▸ **Information given**
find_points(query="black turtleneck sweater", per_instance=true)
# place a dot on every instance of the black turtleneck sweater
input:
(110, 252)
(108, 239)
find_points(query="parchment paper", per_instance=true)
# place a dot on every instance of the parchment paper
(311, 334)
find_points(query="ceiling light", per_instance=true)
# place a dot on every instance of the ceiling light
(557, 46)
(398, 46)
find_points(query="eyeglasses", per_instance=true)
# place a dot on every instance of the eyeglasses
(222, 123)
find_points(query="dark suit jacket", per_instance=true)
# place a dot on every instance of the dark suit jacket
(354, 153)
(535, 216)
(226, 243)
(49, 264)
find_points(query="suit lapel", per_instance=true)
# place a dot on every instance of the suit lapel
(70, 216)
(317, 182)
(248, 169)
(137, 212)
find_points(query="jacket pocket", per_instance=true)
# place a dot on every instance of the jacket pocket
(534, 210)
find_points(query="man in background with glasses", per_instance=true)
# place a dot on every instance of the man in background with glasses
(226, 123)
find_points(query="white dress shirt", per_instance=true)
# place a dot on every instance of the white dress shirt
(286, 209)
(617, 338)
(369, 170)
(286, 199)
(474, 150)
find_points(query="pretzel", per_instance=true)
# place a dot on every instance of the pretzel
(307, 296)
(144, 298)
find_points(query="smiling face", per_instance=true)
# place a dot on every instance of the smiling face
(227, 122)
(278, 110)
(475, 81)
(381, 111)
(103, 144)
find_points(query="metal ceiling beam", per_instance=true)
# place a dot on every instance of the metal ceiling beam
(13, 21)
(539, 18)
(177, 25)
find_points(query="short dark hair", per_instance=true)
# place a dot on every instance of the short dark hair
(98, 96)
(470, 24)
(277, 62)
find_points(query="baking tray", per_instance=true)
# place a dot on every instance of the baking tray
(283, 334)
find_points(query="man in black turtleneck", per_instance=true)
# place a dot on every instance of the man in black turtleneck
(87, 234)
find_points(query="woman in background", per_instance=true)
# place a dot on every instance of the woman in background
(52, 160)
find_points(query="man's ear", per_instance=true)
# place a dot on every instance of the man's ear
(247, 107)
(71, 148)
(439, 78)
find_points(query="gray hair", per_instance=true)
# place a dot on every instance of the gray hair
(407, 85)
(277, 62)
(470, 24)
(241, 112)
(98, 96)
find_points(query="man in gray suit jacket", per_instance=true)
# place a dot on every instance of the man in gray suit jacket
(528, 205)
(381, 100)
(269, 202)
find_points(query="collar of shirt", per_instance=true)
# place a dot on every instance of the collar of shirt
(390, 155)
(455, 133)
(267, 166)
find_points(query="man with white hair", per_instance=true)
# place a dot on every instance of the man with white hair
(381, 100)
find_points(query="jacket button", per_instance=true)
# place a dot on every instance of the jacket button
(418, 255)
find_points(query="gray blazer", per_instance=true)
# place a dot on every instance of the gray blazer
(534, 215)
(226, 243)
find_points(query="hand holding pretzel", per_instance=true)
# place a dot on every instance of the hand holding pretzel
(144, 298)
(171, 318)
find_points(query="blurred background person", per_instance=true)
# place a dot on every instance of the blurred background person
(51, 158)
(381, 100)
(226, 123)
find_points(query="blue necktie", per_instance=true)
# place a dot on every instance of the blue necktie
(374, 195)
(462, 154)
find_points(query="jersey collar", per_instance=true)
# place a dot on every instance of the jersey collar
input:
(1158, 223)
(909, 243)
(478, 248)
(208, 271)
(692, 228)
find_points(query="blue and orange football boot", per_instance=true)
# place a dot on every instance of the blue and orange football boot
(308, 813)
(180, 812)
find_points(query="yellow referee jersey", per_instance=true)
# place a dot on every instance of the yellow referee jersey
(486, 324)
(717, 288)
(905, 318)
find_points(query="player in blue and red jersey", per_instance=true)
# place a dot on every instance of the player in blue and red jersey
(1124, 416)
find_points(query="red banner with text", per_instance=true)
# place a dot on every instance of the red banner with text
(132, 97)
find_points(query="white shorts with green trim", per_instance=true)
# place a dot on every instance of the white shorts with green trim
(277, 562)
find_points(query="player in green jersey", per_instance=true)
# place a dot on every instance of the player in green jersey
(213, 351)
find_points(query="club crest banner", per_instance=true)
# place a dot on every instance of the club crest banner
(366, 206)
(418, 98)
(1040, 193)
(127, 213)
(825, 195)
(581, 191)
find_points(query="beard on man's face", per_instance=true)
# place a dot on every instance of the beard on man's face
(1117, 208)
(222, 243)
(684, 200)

▸ **What is needed**
Provide an exact reproduction of all the entries shown above.

▸ **Problem solution**
find_points(query="black turtleneck sweater", per_instance=true)
# place a dot on every instance of the black turtleneck sweater
input:
(110, 252)
(108, 239)
find_points(query="parchment paper", per_instance=true)
# place a dot on every instance of the parchment paper
(311, 334)
find_points(query="ceiling light", per_instance=true)
# place a dot on every instance of the ceiling light
(557, 46)
(398, 46)
find_points(query="eyeglasses", per_instance=true)
# place a dot on every instance of the eyeglasses
(222, 123)
find_points(query="dark suit jacket", per_instance=true)
# place a dot on every instance of the dark suit jacket
(354, 153)
(535, 216)
(226, 243)
(49, 264)
find_points(query="suit lapel", per_instance=true)
# place a dot on every instance of the suit lapel
(70, 216)
(317, 182)
(248, 169)
(137, 212)
find_points(query="jacket pocket", per_instance=true)
# place a dot on every instance of the jacket pocket
(534, 210)
find_points(query="man in background with glasses", per_instance=true)
# place a dot on every instance of the man in background with glasses
(226, 123)
find_points(query="white dress shirt", per_instance=true)
# place a dot on every instance of the white dress shirt
(286, 209)
(617, 338)
(369, 170)
(286, 199)
(474, 150)
find_points(query="pretzel", per_instance=true)
# place a dot on every instance of the pretzel
(307, 296)
(144, 298)
find_points(query="smiling face", per_instance=true)
# place a dot on every instance of the smiling face
(227, 122)
(278, 110)
(475, 81)
(381, 111)
(103, 144)
find_points(query="metal ceiling beam", per_instance=true)
# place a dot on every instance of the metal ceiling beam
(13, 21)
(539, 18)
(177, 25)
find_points(query="short dark hair", per_instance=true)
# place a dot on every instance of the short dark hair
(98, 96)
(470, 24)
(277, 62)
find_points(query="baking tray", per_instance=true)
# place a dot on every instance of the baking tray
(283, 334)
find_points(query="man in black turtleneck", per_instance=true)
# place a dot on every instance of the man in black turtleneck
(87, 234)
find_points(query="woman in background", per_instance=true)
# place a dot on every instance of the woman in background
(52, 160)
find_points(query="man's ear", per_instance=true)
# place a dot on every instance of the man's ear
(247, 107)
(71, 148)
(439, 78)
find_points(query="gray hair", per_instance=true)
# place a dot on every instance of the gray hair
(407, 85)
(277, 62)
(470, 24)
(241, 112)
(98, 96)
find_points(query="man in gray suit jacket", per_instance=true)
# place a dot on every instance of the man in gray suit jacket
(528, 205)
(381, 100)
(269, 202)
find_points(query="collar of shirt", per_instance=true)
# place a dot on every instance of the collar of shirt
(390, 155)
(455, 133)
(267, 166)
find_points(query="man with white hair", per_instance=true)
# place a dot on every instance of the man with white hair
(381, 100)
find_points(query="jacket button", per_instance=true)
# place a dot on every instance of the jacket button
(418, 255)
find_points(query="gray blazer", per_instance=true)
# place a dot on every instance of the gray blazer
(534, 215)
(226, 243)
find_points(query="hand holding pretzel", per_instance=true)
# place a dot on every instance of the hand holding pretzel
(144, 298)
(171, 318)
find_points(query="blurred background person", per_instance=true)
# place a dot on every instance of the blurred background person
(51, 158)
(381, 100)
(226, 123)
find_points(query="blue necktie", per_instance=true)
# place a dot on every instance of the blue necktie
(374, 195)
(462, 154)
find_points(query="jersey collar", per_instance=true)
# place a dot on every instance of the jersey collar
input:
(1158, 223)
(909, 243)
(478, 248)
(208, 271)
(692, 228)
find_points(query="blue and orange football boot", per_instance=true)
# place a dot on every instance of the blue and orange football boot
(308, 813)
(180, 812)
find_points(query="yellow referee jersey", per_instance=true)
# place a dot on every instance of the yellow referee jersey
(486, 324)
(717, 288)
(905, 318)
find_points(query="player in blue and red jersey", per_instance=true)
# place a dot on every instance of the player in blue and red jersey
(1124, 416)
find_points(query="red banner with text", per_instance=true)
# place a dot on every instance of the red banner with text
(132, 97)
find_points(query="white shorts with green trim", per_instance=true)
# place a dot on every instance of the white shorts with green trim
(277, 562)
find_points(query="player in green jersey", per_instance=true)
# place a dot on every instance of the player in green jersey
(213, 351)
find_points(query="club crest banner", per_instance=true)
# place a dot on every instance of the club crest banner
(366, 206)
(418, 98)
(1040, 193)
(127, 213)
(825, 195)
(581, 191)
find_points(query="beard on man's face", per_instance=true)
# place a dot on every instance of the beard on man's face
(1117, 208)
(222, 243)
(684, 200)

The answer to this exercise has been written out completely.